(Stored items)
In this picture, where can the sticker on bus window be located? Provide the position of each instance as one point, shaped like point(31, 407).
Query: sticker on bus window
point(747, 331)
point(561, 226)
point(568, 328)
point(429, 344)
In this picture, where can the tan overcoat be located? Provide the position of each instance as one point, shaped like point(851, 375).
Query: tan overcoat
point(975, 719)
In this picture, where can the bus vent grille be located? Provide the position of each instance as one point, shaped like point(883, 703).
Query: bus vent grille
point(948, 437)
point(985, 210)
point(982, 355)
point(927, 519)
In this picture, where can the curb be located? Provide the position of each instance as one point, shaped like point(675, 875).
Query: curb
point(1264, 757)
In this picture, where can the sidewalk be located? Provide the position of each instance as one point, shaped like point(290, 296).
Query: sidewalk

◆ REQUIREMENT ◆
Rewrite all the records above so that each "bus" becomes "tram", keeping every other part unchanged.

◆ WRITTEN RESPONSE ◆
In this picture, where can the sticker on tram window be located? Provide the position of each instance as one point, shaped like point(31, 407).
Query: sticker on tram window
point(747, 331)
point(561, 226)
point(568, 328)
point(429, 344)
In this picture, where can the tan overcoat be located? Provide the position of each instance as one point, shaped like point(851, 375).
Query: tan overcoat
point(975, 719)
In this picture, where can the tram vent grille be located? Provide the position of each instance as one point, shaped like point(883, 703).
Query: tram vent grille
point(948, 437)
point(985, 210)
point(982, 355)
point(927, 519)
In this picture, where can the curb be located? Provide the position of each instance as one point, shaped like point(675, 875).
Query: curb
point(1264, 757)
In this picture, where can the sidewalk be located? Provide the position of each instance as one point, shaped like point(290, 296).
Query: sidewalk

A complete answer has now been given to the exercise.